▸ **Exercise details**
Give back only the lines in the records below from the one with "Query: baseline" to the one with "Query: power line", both inclusive, word for word.

▸ **Records for processing**

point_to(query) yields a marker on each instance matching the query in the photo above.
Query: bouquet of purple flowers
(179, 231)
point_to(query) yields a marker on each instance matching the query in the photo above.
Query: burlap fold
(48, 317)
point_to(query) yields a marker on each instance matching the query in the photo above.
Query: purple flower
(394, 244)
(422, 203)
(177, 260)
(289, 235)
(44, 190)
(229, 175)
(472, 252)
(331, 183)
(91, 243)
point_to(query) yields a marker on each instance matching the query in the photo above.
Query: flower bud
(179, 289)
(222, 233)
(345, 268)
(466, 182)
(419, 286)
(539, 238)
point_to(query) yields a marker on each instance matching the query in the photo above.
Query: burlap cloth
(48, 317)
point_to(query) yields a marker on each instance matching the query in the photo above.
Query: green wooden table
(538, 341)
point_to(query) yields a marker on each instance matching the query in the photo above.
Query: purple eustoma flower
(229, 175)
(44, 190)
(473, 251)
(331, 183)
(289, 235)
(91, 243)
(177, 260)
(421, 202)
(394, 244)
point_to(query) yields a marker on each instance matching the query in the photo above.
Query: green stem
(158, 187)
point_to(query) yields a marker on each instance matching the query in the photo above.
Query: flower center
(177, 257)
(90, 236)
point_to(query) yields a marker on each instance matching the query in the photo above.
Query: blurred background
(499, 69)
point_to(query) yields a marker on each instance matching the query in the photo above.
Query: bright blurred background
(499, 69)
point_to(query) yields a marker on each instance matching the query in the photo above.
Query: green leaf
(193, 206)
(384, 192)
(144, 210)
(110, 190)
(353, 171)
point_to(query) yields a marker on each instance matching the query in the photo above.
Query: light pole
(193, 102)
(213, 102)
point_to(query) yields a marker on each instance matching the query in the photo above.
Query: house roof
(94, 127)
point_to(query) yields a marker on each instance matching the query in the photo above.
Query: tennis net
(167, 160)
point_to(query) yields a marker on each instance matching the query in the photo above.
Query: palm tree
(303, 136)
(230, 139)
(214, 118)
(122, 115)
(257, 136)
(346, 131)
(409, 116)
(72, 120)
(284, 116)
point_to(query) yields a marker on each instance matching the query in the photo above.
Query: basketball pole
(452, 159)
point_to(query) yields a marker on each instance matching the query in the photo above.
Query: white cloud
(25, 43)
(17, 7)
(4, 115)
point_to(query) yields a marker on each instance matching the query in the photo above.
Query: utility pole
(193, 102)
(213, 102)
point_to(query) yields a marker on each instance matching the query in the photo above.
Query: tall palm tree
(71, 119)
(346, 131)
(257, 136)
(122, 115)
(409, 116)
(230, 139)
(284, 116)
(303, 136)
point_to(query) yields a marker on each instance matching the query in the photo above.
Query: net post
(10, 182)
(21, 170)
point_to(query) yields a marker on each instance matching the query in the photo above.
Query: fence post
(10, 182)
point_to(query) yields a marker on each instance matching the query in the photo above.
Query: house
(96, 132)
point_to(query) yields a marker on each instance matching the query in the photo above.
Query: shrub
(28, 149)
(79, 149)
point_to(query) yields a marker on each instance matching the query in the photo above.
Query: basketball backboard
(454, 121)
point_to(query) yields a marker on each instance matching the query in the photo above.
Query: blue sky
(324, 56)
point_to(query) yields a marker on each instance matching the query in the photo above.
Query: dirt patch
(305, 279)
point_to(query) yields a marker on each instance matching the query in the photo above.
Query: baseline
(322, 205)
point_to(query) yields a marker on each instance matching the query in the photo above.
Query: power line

---

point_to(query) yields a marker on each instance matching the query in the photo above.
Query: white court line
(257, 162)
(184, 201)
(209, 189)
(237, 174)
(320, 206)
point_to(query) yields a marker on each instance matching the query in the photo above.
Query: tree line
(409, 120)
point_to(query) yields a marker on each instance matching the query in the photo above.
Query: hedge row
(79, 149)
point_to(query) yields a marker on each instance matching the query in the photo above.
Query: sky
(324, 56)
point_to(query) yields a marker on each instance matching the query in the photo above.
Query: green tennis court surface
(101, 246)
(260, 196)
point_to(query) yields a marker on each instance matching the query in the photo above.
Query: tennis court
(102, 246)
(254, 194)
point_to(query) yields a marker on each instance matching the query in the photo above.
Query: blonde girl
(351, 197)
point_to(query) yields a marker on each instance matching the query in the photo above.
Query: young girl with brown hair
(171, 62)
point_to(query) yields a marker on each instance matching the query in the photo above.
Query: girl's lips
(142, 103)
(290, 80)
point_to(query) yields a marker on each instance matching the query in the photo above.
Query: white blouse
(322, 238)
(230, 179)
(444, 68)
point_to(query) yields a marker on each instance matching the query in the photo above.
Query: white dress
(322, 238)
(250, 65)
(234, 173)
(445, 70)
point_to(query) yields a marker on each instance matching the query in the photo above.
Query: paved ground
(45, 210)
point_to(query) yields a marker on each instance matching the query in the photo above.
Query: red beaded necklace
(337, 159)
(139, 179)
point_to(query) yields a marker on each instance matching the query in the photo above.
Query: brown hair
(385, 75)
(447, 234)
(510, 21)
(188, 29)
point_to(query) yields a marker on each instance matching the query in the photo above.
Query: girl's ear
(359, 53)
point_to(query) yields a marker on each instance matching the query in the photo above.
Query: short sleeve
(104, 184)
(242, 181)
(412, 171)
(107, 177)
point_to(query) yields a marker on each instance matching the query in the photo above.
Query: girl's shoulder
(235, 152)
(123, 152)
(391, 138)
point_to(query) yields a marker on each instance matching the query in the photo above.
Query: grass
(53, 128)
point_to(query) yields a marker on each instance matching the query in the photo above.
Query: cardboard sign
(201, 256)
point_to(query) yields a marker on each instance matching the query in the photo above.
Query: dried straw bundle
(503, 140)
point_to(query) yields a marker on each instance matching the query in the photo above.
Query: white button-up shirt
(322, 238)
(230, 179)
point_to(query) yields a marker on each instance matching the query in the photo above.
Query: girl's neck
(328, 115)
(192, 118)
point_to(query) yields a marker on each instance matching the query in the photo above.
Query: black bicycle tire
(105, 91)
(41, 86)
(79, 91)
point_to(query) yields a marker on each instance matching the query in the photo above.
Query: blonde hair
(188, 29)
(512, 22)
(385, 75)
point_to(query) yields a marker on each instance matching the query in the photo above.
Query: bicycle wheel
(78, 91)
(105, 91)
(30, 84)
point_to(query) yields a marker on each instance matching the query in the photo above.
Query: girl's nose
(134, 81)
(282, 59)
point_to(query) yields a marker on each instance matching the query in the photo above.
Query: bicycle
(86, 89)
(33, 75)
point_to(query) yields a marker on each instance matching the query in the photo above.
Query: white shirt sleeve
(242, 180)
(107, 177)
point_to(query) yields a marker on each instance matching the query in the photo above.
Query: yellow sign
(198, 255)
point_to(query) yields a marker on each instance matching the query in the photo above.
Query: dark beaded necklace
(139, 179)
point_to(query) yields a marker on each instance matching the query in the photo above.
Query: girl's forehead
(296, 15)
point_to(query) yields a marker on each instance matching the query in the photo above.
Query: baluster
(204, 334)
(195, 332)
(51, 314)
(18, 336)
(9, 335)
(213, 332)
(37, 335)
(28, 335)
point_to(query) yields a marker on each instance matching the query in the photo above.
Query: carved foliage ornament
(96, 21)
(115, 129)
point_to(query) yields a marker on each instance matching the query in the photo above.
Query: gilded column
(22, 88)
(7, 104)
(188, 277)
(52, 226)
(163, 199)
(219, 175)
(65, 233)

▸ **Expected answer**
Query: baseline
(322, 205)
point_to(query) yields a marker on each instance matching the query in the photo above.
Query: power line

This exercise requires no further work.